Целью статьи является рассмотрение реализации Минских соглашений как интернационализированного процесса переговоров и имплементации достигнутых соглашений в контексте выработки и применения подходящего терминологического аппарата, а также столкновения различных подходов к определению природы и характера конфликта на юго-востоке Украины на уровне политической и нормативной риторики. Актуальной в этой связи является концепция формализованной политическойне урегулированности, в рамках которой мирные соглашения могут выступать в качестве политических и правовых институтов, которые, скорее, «содержат, чем разрешают конфликт» и, как правило, являются временными или переходными. На практике они часто приводят к прочным политическим конфигурациям, оставляя наиболее фундаментальные несовместимые проблемы конфликтующих сторон нерешенными, а мирный процесс в подвешенном состоянии [5, p.583].

2.Хронология переговоров и имплементации Минских соглашений

17 апреля 2014 г.в Женеве состоялась первая встреча по мирному урегулированию украинского конфликта, на которой была провозглашена необходимость «инклюзивного, прозрачного и подотчетного конституционного процесса в Украине с немедленным установлением более широкого национального диалога с охватом всех регионов и политических групп» [6]. В июне 2014 г. эти пункты также были включены в Односторонний мирный план президента П. Порошенко, а затем в Минские соглашения (первое и второе). 6 июня 2014 г. во Франции встретились лидеры Германии, России, Украины и Франции, создав так называемый Нормандский формат, придавший переговорам интернационализированное измерение.

== Исходные данные ==
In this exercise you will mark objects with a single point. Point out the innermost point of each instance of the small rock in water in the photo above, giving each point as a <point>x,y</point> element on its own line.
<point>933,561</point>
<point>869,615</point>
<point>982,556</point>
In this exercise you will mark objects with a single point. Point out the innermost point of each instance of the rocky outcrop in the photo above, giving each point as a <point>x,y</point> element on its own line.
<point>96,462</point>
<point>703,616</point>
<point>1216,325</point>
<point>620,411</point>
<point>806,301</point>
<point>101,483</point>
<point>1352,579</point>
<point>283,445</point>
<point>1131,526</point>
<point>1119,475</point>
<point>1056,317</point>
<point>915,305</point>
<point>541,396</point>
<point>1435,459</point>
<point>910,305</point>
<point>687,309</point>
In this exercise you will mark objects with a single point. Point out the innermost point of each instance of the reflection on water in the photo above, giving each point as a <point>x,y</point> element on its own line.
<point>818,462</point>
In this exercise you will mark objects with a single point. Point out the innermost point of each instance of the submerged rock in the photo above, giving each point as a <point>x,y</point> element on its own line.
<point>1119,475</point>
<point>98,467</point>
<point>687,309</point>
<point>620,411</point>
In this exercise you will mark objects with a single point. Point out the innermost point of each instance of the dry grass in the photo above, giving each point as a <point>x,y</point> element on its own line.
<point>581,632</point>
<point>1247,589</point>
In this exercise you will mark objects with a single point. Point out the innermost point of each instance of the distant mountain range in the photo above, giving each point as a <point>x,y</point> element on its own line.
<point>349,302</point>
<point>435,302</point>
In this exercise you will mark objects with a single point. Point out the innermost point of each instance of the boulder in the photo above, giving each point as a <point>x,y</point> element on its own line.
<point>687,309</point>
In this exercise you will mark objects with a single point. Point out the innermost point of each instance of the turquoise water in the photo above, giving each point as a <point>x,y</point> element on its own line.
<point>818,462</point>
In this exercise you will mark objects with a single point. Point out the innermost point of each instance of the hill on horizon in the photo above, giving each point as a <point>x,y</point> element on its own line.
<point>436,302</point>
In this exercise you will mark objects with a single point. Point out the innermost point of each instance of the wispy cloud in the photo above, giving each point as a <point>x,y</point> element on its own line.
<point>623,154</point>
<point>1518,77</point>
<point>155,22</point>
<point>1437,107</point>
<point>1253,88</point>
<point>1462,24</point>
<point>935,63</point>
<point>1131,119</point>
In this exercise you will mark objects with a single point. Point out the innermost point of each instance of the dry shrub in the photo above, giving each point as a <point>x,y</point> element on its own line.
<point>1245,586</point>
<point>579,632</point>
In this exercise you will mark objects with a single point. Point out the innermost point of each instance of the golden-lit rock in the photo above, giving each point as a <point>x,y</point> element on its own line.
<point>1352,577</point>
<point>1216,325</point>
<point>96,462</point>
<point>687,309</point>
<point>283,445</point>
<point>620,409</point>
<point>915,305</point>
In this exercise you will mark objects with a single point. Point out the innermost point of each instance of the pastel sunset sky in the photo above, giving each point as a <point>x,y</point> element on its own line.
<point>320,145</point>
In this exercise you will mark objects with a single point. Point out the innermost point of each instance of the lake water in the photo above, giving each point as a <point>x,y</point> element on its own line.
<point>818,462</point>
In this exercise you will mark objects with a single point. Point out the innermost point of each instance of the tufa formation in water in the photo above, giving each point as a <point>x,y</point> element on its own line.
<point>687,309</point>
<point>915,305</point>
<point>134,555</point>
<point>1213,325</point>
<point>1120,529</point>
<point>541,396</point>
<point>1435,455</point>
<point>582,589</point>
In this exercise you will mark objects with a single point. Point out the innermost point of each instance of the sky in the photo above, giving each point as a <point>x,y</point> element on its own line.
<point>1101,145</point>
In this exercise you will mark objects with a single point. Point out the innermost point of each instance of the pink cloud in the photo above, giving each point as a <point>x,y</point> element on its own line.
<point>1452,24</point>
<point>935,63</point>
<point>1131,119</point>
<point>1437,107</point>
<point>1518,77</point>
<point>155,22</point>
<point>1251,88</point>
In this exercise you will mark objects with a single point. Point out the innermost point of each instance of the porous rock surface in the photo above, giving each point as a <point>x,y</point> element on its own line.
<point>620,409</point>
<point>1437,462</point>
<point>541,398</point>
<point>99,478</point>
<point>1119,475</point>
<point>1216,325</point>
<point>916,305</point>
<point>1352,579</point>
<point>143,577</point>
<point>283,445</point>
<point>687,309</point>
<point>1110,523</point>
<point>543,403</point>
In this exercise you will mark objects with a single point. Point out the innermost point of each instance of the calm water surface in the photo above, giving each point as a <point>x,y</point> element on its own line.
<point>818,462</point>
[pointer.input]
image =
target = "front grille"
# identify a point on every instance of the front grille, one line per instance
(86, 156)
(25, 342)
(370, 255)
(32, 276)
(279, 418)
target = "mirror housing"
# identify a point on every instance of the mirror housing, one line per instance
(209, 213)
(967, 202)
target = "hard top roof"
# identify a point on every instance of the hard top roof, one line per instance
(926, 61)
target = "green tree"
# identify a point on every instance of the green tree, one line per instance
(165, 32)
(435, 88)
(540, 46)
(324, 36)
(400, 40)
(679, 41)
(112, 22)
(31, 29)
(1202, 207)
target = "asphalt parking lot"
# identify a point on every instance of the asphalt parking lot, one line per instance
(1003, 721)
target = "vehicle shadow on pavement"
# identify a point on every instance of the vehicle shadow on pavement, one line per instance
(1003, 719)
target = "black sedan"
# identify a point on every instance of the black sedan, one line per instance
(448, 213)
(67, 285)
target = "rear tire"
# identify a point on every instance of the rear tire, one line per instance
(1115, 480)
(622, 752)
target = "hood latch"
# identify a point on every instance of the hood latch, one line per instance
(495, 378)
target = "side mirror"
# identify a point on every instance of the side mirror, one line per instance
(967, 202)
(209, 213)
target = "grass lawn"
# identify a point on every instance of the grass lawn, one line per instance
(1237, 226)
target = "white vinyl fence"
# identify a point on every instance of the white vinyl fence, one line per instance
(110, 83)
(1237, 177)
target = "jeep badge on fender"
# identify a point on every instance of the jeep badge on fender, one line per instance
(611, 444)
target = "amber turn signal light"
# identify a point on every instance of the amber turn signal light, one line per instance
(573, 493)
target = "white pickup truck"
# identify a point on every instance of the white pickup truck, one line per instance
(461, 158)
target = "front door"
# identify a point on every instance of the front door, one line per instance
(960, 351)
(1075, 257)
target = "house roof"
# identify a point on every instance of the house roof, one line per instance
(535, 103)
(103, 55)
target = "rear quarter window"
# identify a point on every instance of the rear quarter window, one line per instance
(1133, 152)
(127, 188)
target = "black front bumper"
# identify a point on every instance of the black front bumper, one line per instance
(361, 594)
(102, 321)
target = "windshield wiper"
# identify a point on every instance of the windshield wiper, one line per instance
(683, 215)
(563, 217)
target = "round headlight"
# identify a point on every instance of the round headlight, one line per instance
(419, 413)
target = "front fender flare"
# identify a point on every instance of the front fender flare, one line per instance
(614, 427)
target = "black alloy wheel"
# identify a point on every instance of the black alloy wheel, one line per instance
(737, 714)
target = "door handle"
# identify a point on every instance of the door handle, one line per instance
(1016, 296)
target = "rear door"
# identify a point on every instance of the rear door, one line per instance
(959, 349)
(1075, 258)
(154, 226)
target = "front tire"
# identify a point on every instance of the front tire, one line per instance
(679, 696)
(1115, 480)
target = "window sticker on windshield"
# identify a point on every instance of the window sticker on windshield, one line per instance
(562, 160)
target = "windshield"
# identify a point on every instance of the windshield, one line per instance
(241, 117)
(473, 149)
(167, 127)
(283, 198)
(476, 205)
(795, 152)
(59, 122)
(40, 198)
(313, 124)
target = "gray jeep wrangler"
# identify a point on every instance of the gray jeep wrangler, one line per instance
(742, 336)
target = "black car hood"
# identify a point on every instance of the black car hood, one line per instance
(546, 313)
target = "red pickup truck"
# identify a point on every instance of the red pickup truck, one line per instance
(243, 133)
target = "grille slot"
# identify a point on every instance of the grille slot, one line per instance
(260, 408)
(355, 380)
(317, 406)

== Поставленная задача 1 ==
В каком городе, согласно отрывку о Минских соглашениях, 17 апреля 2014 г. прошла первая встреча по мирному урегулированию украинского конфликта?
== Поставленная задача 2 ==
Процитируйте дословно фрагмент отрывка о Минских соглашениях между словами «Целью статьи является» и «состоянии [5, p.583].» включительно.

== Полный ответ 1 ==
В Женеве.

== Полный ответ 2 ==
Целью статьи является рассмотрение реализации Минских соглашений как интернационализированного процесса переговоров и имплементации достигнутых соглашений в контексте выработки и применения подходящего терминологического аппарата, а также столкновения различных подходов к определению природы и характера конфликта на юго-востоке Украины на уровне политической и нормативной риторики. Актуальной в этой связи является концепция формализованной политическойне урегулированности, в рамках которой мирные соглашения могут выступать в качестве политических и правовых институтов, которые, скорее, «содержат, чем разрешают конфликт» и, как правило, являются временными или переходными. На практике они часто приводят к прочным политическим конфигурациям, оставляя наиболее фундаментальные несовместимые проблемы конфликтующих сторон нерешенными, а мирный процесс в подвешенном состоянии [5, p.583].